**What you are asked to do**:
If a record holds a picture, leave the picture out, but write out everything else exactly.

↓

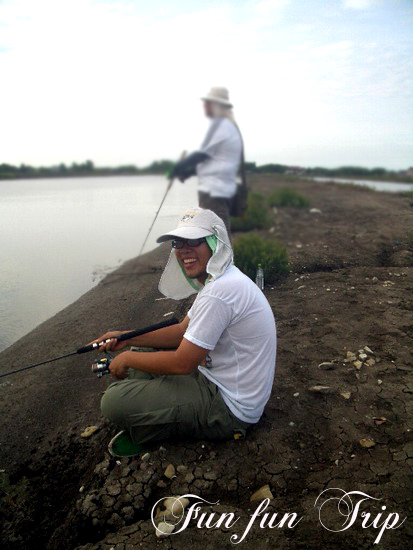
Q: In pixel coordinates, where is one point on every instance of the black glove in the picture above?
(186, 167)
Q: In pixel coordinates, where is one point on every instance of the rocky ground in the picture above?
(339, 418)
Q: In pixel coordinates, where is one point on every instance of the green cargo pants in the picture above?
(156, 407)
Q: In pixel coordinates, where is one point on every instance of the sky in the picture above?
(313, 82)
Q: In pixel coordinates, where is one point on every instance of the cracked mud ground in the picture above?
(350, 287)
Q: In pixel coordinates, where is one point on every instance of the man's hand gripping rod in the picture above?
(96, 345)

↑

**Exercise response**:
Q: In pixel coordinates, where is one point on every instance of the black glove in the picture above?
(186, 167)
Q: In pixel coordinates, where is one point on every instance of the rocky ground in the picture above?
(339, 418)
Q: In pixel coordinates, where is one point on every instance of the green cargo pants in the picture above?
(156, 407)
Q: In pixel coordinates, where is one point on every instance of the sky in the picture above?
(313, 82)
Q: In pixel coordinates, where is one point on every instance of the cracked mud ground in the picture above?
(350, 287)
Q: In pixel coordinates, where is one point on every instance of the man's hand gripping rod in the picture above?
(96, 345)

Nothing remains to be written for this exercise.